* _Problem description_
Rewrite all of the entries below, changing every "one point apiece" to "a single point each" and leaving everything else as it is.

* _Exercise materials_

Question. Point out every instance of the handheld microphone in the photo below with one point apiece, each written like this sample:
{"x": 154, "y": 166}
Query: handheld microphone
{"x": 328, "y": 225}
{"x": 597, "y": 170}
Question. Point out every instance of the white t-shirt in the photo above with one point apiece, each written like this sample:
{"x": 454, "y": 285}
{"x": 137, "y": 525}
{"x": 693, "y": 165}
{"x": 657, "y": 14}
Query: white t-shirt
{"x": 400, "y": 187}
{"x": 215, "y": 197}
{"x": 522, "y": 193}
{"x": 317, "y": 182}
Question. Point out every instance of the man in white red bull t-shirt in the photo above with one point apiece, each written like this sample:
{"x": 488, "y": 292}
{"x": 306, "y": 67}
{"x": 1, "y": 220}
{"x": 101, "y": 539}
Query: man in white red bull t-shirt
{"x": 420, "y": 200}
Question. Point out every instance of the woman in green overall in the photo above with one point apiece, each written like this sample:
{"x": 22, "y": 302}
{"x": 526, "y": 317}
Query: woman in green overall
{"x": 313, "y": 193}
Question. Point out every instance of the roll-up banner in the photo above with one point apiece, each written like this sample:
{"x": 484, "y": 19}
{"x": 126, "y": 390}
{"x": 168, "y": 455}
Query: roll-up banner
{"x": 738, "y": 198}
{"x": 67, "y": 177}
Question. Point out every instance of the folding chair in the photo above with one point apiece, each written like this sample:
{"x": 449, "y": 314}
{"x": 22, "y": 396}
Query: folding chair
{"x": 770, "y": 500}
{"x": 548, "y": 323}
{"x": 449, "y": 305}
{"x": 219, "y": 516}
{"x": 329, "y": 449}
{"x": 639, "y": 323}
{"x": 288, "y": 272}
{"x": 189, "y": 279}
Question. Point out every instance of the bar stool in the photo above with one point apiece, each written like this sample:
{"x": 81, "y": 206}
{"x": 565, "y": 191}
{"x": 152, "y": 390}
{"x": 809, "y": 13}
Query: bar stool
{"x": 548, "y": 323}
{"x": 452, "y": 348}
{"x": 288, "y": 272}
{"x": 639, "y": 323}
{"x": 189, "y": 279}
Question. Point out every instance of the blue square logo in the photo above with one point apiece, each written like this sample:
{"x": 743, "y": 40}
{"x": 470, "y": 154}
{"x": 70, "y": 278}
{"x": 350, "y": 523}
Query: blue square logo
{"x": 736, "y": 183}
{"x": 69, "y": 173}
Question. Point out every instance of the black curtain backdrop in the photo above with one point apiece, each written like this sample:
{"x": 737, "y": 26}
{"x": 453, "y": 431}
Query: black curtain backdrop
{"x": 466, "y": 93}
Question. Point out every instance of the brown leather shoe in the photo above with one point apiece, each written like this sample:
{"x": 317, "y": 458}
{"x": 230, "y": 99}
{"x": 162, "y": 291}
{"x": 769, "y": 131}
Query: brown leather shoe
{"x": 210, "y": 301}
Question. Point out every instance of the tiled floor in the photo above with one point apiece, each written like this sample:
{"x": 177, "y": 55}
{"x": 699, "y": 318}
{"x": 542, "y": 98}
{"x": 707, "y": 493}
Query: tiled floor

* _Output for this task_
Question. Point out every instance of the handheld microphone in the photo below with a single point each, each written like this sample:
{"x": 154, "y": 166}
Query: handheld microphone
{"x": 328, "y": 225}
{"x": 597, "y": 170}
Question. Point out every instance of the white t-shirt in the photo above with a single point each, each written like this sample:
{"x": 454, "y": 285}
{"x": 137, "y": 525}
{"x": 693, "y": 165}
{"x": 657, "y": 14}
Query: white t-shirt
{"x": 400, "y": 187}
{"x": 215, "y": 197}
{"x": 522, "y": 193}
{"x": 317, "y": 182}
Question. Point out every instance of the man in white red bull t-shirt in the photo above with a single point each, each written like this sample:
{"x": 488, "y": 292}
{"x": 306, "y": 67}
{"x": 1, "y": 220}
{"x": 101, "y": 539}
Query: man in white red bull t-shirt
{"x": 420, "y": 200}
Question. Point out every instance of the woman in green overall in the photo above with a single point each, each written like this sample:
{"x": 22, "y": 302}
{"x": 526, "y": 317}
Query: woman in green overall
{"x": 313, "y": 193}
Question. Point out every instance of the roll-up banner in the photo above with a single point each, each written like this sample:
{"x": 484, "y": 19}
{"x": 126, "y": 390}
{"x": 168, "y": 455}
Query: roll-up banner
{"x": 738, "y": 198}
{"x": 67, "y": 177}
Question. Point out every instance of the folding chair in the photo above with a single point each, each written like this sample:
{"x": 449, "y": 314}
{"x": 22, "y": 396}
Query: folding chair
{"x": 770, "y": 500}
{"x": 548, "y": 323}
{"x": 449, "y": 305}
{"x": 219, "y": 516}
{"x": 329, "y": 449}
{"x": 639, "y": 323}
{"x": 288, "y": 272}
{"x": 189, "y": 279}
Question. Point out every instance of the bar stool in the photo above with a single point each, each written like this sample:
{"x": 81, "y": 206}
{"x": 565, "y": 191}
{"x": 152, "y": 390}
{"x": 809, "y": 13}
Query: bar stool
{"x": 548, "y": 323}
{"x": 452, "y": 348}
{"x": 288, "y": 272}
{"x": 639, "y": 323}
{"x": 189, "y": 279}
Question. Point out every instance of the blue square logo in the photo above with a single point each, each written like this sample:
{"x": 743, "y": 40}
{"x": 470, "y": 154}
{"x": 70, "y": 278}
{"x": 350, "y": 523}
Query: blue square logo
{"x": 736, "y": 183}
{"x": 69, "y": 173}
Question. Point out every instance of the black curtain backdrop in the photo above with a single point each, each written like this sample:
{"x": 737, "y": 26}
{"x": 453, "y": 431}
Query: black curtain backdrop
{"x": 466, "y": 93}
Question. Point out every instance of the brown leather shoe in the photo above with a single point each, each written like this sample:
{"x": 317, "y": 458}
{"x": 230, "y": 99}
{"x": 162, "y": 291}
{"x": 769, "y": 131}
Query: brown leather shoe
{"x": 210, "y": 301}
Question. Point out every instance of the tiled floor in the photo above with a single point each, each written like this sample:
{"x": 177, "y": 55}
{"x": 699, "y": 318}
{"x": 542, "y": 98}
{"x": 707, "y": 493}
Query: tiled floor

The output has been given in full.